- _Work required_:
Print every line of the records below word for word, leaving out the pictures.

- _Materials provided_:
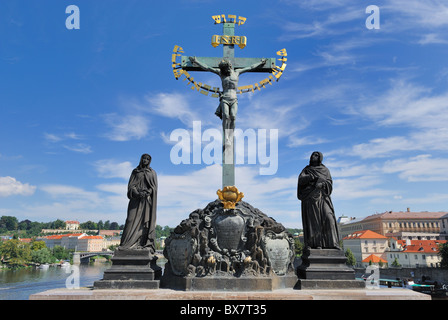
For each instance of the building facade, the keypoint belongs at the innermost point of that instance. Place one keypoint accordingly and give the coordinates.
(402, 225)
(415, 253)
(364, 244)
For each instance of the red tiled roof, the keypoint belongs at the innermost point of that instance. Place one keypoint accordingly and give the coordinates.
(364, 234)
(374, 259)
(424, 246)
(92, 237)
(60, 236)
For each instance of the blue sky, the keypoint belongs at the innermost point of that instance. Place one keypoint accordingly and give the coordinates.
(79, 107)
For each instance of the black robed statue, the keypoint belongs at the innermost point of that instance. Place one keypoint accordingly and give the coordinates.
(139, 230)
(314, 189)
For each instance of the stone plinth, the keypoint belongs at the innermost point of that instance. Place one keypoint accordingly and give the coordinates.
(326, 269)
(239, 249)
(156, 296)
(131, 269)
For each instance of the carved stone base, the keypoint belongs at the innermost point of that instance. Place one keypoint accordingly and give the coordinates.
(131, 269)
(228, 283)
(326, 269)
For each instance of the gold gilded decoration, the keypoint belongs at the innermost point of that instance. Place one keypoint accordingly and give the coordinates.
(239, 41)
(205, 89)
(277, 72)
(231, 18)
(229, 196)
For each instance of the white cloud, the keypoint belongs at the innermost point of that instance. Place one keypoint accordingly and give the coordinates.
(173, 105)
(419, 168)
(79, 147)
(128, 127)
(9, 186)
(113, 169)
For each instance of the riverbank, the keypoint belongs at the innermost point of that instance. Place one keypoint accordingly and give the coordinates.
(19, 284)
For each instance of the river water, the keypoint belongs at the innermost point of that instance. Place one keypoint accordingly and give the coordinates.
(20, 284)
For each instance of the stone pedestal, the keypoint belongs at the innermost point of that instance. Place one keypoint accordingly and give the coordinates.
(240, 249)
(131, 269)
(326, 269)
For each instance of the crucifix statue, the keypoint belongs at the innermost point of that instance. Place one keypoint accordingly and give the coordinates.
(228, 68)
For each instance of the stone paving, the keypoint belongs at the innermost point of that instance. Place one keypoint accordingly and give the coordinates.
(281, 294)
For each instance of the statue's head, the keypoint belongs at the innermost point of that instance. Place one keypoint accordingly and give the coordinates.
(225, 65)
(316, 158)
(145, 161)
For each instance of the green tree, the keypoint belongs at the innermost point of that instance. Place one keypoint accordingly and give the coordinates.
(42, 256)
(58, 224)
(298, 247)
(15, 252)
(114, 226)
(396, 263)
(443, 253)
(38, 245)
(351, 260)
(89, 225)
(9, 223)
(61, 253)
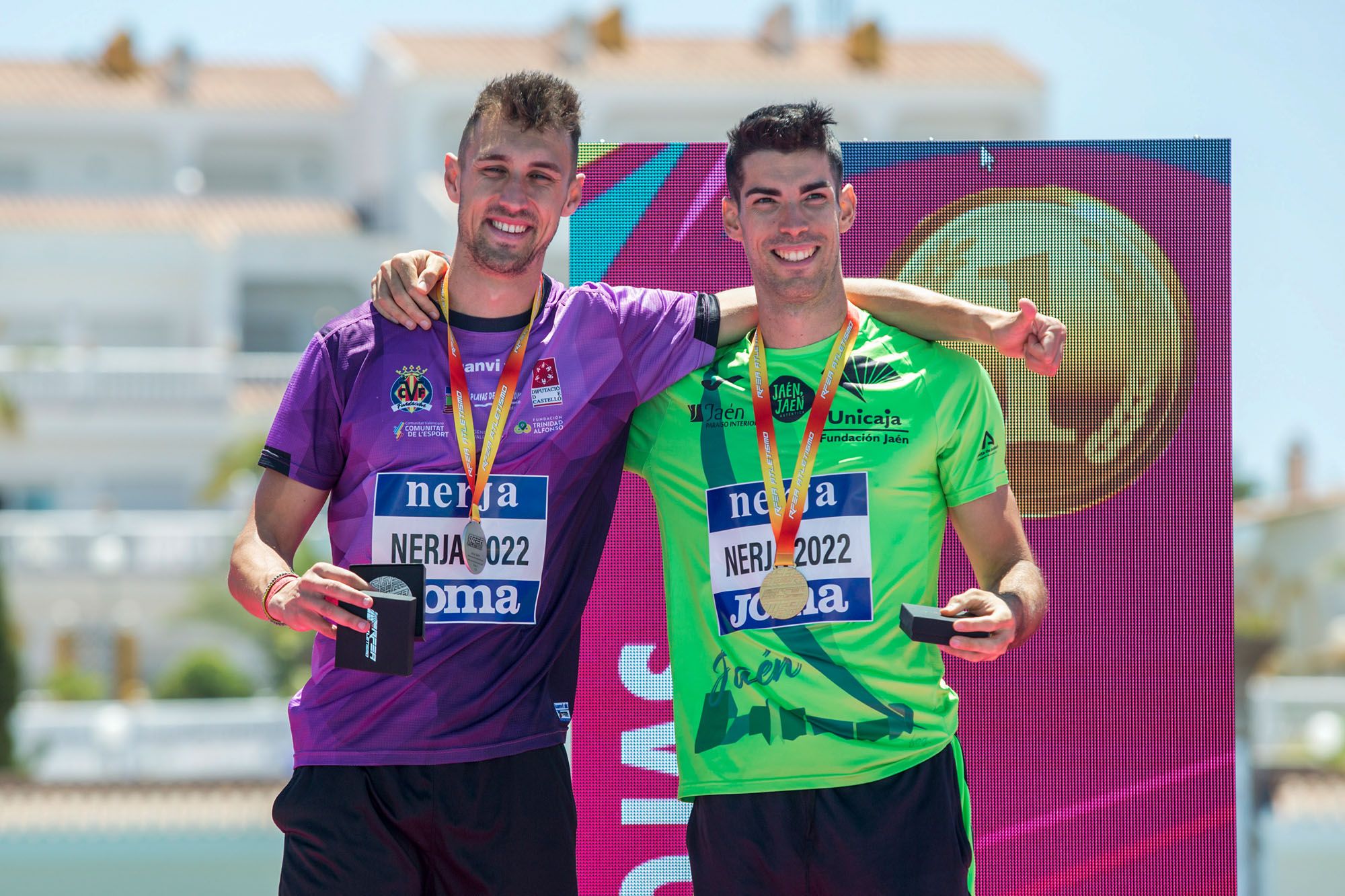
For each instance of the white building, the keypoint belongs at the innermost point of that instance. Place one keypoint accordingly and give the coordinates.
(173, 233)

- _Written solution_:
For each instance of the building facade, the keypoint belongs at the innermost point of that instance. Place one keypoint accordingly and give the coordinates.
(402, 225)
(415, 253)
(364, 244)
For each instance of the red tiled roof, the keypoint belongs at the innermost point of that instance. Place one keypoint accordingly and give the coordinates.
(364, 234)
(374, 259)
(424, 246)
(92, 237)
(60, 236)
For each instance of the blue sky, the keypoint belongs at the innermost point of that instance. Place one keypoint accordingly and give the coordinates.
(79, 107)
For each instance of the black robed statue, the keypoint belongs at the innermost point of that instance. Place one keypoint accordingly and give the coordinates.
(139, 230)
(314, 189)
For each instance of the stone plinth, the keypoint belongs at the innermost point of that instance. Place one keypoint accordingly and give the coordinates.
(326, 269)
(239, 249)
(156, 296)
(131, 269)
For each instance of the carved stone base, the keypoint belongs at the innermost point of that instance. Place one keypoint accordingly and give the coordinates.
(131, 269)
(228, 283)
(326, 269)
For each instance of the gold gilded decoration, the keypoint belongs at the innermost point of that instance. Place one keypoint accordingly and give the coordinates.
(239, 41)
(205, 89)
(277, 72)
(231, 18)
(229, 196)
For each instance of the white cloud, the keypoint belongs at the innermost point of that instance. Place one keypoint accordingly and give the coordinates.
(173, 105)
(419, 168)
(79, 147)
(128, 127)
(9, 186)
(113, 169)
For each instance of the riverbank, the keypoint belongs at the innermost point of that instance. Place one keypoint accordingly and give the coordinates.
(19, 284)
For each instance of the river water, the keypoint belongs at the innermost point of that instance. Place one keypoint accordingly and give the coordinates.
(20, 284)
For each instance of the stone pedestal, the keypoint belongs at the innermost point of that instance. Place one keypoint accordingly and give the coordinates.
(240, 249)
(131, 269)
(326, 269)
For each instance of the crucifix statue, the keypoint belongs at the innermost point of that instance. Place one keypoint accordingly and give the coordinates.
(228, 68)
For each instance of the stone paving, the keypoint belongs at the innermost point of that instance. Place one keypoint accordingly and give the coordinates.
(281, 294)
For each instance of the statue's head, the keypoint belongs at the innermost point of that instance. Place one keypoint accordingly and give the coordinates.
(225, 65)
(316, 158)
(145, 161)
For each instance of the green tree, the keypoint belongs at the innermost point of that instance. Place one keypoint accordingly and give the coordinates.
(42, 256)
(58, 224)
(298, 247)
(15, 252)
(114, 226)
(396, 263)
(443, 253)
(38, 245)
(351, 260)
(89, 225)
(9, 223)
(61, 253)
For each instance of the white building, the keypoint belongs at the innermost point of that instance. Place one keypoint accordingly and give the coordinates.
(173, 233)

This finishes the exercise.